- [Document text]:
========

<h1 align="center"> Battle of Neighborhoods - Clustering and Segmenting the Neighborhoods of Jakarta and Surabaya, Where is the Good Place to Open New Restaurant in the Area?</h1>

<p align ="center"> Muhammad Adisatriyo Pratama
<br>
<br>
15th December 2020
</p>




# 1. Introduction

In this report i will analyze area of cluster between two major metropolitan area in Indonesia that is Jakarta and Surabaya. Jakarta and Surabaya are very popular and most populated metropolitan area in Indonesia. Altough Jakarta have approximately 3 times population than Surabaya, Surabaya has it's own destination, unique places, and landmark to go to. 

### Disclaimer :
We will use Foursquare API to get data about venues and places in the neighborhood. However there is another popular venues and places in Jakarta or Surabaya neighborhood that is not in the data of Foursquare API. That being said, this article is not the best result for venues and places in the neighborhood, altogh this article is not perfect i hope this will help you or others to know about my analysis.

# 2. Business Problem

The aim of this report is try to help tourist or business owner to open new detinations or places in the neighborhood depending on the experiences that neighborhood have. Once the data is obtained, the cluster and segmentation between neighborhood is created to see which neighborhood has the same simmilarity based on destination and places. This also will help people to make decision if they are want to migrate or move into another neighborhood.

# 3. Data Collecting

In this report, we require neighborhood (Kecamatan) for Jakarta and Surabaya. Using the location of the neighborhood we can search most popular venue or places for each categories using **Foursquare API**. We also need the coordinates/geographical location for each neighborhood in Jakarta and Surabaya. Using the coordinates of the neighborhood we can visualize with **OpenStreetMap using Folium API**.

## 3.1 Jakarta

In order to get neighborhood (Kecamatan) in Jakarta we scrape the data from : https://id.wikipedia.org/wiki/Daftar_kecamatan_dan_kelurahan_di_Daerah_Khusus_Ibukota_Jakarta

In this wikipedia page there is several table representing each Town in Jakarta. in each table, there is data about name of neighborhood (Kecamatan) for each town and name of villages (Kelurahan) for each neighborhood.

After doing data processing we limit the data and concatenate 5 table into 1 table containing information about : 

1. *Neighborhood* : Name of kecamatan, we call this neighborhood to make it easy for report.
2. *Town* : Name of Administrative Town for each neighborhood.

At the end, we obtained 48 rows of data each representing its neighborhood.

## 3.2 Surabaya

We scrape neighborhood data in Surabaya also from wikipedia page : https://id.wikipedia.org/wiki/Daftar_kecamatan_dan_kelurahan_di_Kota_Surabaya

In this wikipedia page there is just containing 1 table with the same information from wikipedia page in Jakarta. Because the table contains some data that we do not need so we can keep the same information we got fram table Jakarta.

## 3.3 Nominatim OpenStreetMap

The data scraping from wikipedia page does not give information about the coordinates for each neighborhood. So we can use Nominatim OpenStreetMap API in order to get *latitude* and *longitude* for each neighborhood.

Using Nominatim OpenStreetMap API in python we can use **geopy** library and import **geopy.geocoders.Nominatim** package into notebook.

Using nominatim we can pass neighborhood keyword into nominatim object and get the representing latitude and longitude so we can add this information into neighborhood table for Jakarta and Surabaya.

========

- [Data shown]:
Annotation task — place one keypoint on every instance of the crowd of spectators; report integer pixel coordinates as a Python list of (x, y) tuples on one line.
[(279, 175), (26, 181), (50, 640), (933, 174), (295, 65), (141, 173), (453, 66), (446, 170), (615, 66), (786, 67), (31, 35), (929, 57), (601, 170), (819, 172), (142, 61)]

========

- [Set task 1]:
Print the stretch of the neighborhood report from "In this wikipedia page there is just" through "and *longitude* for each neighborhood." word for word.
- [Set task 2]:
List every numbered section heading in the neighborhood report, with its number.

- [Task result 1]:
In this wikipedia page there is just containing 1 table with the same information from wikipedia page in Jakarta. Because the table contains some data that we do not need so we can keep the same information we got fram table Jakarta.

## 3.3 Nominatim OpenStreetMap

The data scraping from wikipedia page does not give information about the coordinates for each neighborhood. So we can use Nominatim OpenStreetMap API in order to get *latitude* and *longitude* for each neighborhood.

- [Task result 2]:
1. Introduction
2. Business Problem
3. Data Collecting
3.1 Jakarta
3.2 Surabaya
3.3 Nominatim OpenStreetMap